--- What the exercise asks ---
Each line from the one containing "Mark the traffic" through the end of the entries below must be output exactly; no other line belongs.

[Stored data]

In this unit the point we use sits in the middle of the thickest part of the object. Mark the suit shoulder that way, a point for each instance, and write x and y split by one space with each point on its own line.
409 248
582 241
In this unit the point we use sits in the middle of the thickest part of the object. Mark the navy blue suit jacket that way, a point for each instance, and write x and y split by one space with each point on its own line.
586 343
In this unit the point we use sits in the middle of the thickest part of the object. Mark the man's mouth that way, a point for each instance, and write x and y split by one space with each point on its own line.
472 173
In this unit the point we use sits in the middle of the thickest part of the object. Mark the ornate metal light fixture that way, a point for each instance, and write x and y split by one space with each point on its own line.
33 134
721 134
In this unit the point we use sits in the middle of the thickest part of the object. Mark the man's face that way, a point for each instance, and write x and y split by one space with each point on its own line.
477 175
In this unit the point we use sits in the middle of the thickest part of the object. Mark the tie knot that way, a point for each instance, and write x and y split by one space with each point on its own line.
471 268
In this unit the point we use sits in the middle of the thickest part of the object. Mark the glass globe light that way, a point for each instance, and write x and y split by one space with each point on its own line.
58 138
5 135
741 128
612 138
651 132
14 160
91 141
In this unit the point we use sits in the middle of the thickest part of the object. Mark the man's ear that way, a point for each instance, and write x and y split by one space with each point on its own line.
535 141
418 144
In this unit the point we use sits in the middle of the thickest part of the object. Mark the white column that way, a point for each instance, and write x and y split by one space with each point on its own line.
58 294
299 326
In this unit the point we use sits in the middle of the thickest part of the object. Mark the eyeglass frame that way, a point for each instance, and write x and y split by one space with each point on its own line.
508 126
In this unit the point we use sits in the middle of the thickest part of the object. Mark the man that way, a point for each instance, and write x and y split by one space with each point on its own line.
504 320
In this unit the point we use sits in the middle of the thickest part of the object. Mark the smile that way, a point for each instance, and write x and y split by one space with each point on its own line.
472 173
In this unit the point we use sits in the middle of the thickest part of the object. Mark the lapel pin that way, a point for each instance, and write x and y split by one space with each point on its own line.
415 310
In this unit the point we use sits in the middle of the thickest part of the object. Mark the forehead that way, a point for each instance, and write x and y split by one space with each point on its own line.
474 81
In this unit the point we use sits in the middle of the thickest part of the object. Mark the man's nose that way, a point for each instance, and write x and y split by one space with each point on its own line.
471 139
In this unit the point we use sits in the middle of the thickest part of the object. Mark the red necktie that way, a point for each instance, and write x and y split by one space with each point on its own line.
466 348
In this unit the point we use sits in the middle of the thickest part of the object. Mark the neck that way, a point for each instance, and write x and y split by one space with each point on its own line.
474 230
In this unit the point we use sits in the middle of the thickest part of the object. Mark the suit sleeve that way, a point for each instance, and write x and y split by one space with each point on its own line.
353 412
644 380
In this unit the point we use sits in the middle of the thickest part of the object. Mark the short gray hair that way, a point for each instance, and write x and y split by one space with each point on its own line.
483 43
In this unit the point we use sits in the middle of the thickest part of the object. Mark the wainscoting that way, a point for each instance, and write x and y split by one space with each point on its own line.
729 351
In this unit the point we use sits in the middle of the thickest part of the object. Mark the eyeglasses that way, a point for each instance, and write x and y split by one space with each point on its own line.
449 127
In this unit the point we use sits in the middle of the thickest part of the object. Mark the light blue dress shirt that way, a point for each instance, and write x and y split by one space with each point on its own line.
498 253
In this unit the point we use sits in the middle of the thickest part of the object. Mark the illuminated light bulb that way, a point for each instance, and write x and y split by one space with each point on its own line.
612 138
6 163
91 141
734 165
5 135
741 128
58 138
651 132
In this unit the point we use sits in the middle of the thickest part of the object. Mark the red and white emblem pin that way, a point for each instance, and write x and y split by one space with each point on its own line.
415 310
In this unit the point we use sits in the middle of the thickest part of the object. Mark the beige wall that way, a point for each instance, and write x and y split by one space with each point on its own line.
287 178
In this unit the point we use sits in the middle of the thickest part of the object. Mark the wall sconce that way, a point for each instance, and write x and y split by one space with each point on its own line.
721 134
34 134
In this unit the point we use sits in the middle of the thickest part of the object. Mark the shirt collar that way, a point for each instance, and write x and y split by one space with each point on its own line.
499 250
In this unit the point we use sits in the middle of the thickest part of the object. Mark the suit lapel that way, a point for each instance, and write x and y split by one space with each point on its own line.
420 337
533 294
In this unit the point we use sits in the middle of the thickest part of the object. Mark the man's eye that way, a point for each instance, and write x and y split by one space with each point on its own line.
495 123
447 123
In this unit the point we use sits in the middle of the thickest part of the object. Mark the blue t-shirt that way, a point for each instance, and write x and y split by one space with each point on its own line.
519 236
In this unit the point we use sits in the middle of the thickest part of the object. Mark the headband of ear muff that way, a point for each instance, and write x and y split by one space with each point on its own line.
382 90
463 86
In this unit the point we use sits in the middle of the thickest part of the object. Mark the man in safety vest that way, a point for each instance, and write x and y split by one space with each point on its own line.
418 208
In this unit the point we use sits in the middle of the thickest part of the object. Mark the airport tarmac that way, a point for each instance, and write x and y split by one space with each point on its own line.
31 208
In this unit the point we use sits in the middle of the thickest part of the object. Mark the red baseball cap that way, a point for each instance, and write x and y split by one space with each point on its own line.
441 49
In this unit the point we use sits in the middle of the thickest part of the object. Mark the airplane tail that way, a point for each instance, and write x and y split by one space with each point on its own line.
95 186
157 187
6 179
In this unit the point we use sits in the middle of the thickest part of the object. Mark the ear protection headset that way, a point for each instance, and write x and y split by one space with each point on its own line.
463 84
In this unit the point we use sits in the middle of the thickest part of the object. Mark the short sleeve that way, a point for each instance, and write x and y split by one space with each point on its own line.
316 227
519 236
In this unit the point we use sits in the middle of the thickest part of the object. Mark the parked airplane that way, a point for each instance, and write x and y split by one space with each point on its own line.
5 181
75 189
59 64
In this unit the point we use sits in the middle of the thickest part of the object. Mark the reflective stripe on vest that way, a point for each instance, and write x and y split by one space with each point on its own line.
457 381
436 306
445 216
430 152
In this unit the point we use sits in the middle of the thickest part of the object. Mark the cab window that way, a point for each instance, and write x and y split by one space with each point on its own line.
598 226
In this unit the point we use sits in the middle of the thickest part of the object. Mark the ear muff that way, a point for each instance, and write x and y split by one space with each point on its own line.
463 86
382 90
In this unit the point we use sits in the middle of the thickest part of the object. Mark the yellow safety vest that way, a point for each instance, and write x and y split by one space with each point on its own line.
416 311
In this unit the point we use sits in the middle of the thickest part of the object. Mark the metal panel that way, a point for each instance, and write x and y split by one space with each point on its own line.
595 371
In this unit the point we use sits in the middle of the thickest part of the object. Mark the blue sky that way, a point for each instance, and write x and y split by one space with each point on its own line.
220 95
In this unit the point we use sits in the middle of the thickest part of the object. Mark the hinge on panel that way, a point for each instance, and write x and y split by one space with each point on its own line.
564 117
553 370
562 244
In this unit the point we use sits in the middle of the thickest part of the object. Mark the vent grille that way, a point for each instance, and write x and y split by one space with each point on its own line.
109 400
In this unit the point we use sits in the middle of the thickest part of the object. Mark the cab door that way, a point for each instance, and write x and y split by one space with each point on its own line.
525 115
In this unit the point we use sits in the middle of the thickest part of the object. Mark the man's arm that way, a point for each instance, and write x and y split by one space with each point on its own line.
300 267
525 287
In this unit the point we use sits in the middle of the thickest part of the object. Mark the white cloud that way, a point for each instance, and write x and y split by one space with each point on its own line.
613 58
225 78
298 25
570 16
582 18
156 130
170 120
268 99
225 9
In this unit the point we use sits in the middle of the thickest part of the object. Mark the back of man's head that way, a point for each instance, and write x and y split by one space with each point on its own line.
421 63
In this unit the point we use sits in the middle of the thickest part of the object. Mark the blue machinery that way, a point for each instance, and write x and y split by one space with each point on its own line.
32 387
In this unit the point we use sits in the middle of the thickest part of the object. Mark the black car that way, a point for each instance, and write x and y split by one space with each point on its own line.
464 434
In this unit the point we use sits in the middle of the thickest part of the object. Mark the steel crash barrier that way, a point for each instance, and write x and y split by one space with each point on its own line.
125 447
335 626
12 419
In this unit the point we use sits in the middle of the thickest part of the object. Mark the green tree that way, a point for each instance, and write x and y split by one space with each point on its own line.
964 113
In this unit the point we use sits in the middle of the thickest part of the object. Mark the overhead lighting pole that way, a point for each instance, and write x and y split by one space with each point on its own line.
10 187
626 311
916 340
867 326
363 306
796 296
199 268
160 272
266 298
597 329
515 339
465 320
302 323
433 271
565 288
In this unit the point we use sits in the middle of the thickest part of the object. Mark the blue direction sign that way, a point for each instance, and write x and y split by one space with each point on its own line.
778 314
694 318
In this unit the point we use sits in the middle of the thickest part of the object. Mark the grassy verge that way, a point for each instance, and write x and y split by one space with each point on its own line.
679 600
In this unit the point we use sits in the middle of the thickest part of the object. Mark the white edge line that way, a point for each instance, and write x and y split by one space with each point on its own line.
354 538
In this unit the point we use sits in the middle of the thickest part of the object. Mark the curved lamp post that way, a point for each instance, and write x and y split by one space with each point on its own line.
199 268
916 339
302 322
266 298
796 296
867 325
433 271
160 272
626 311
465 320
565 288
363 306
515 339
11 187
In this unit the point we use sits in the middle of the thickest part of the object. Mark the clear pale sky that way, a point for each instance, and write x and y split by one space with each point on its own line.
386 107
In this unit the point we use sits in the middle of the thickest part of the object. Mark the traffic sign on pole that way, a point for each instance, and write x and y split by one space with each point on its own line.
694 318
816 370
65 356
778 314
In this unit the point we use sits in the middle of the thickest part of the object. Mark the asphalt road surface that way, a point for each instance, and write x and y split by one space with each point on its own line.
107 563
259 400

--- Result for this exercise ---
In this unit the point we use sits in the middle of the thickest part of the object. Mark the traffic sign on pole that way, a point for each instance, and write x and y split by one space with each point on its own line.
694 318
816 370
65 356
778 314
In this unit the point we use sits in the middle of the thickest part of the object. Mark the asphalt road surface that way, a point for each instance, and write x and y split by one space with each point on its own line.
107 563
259 400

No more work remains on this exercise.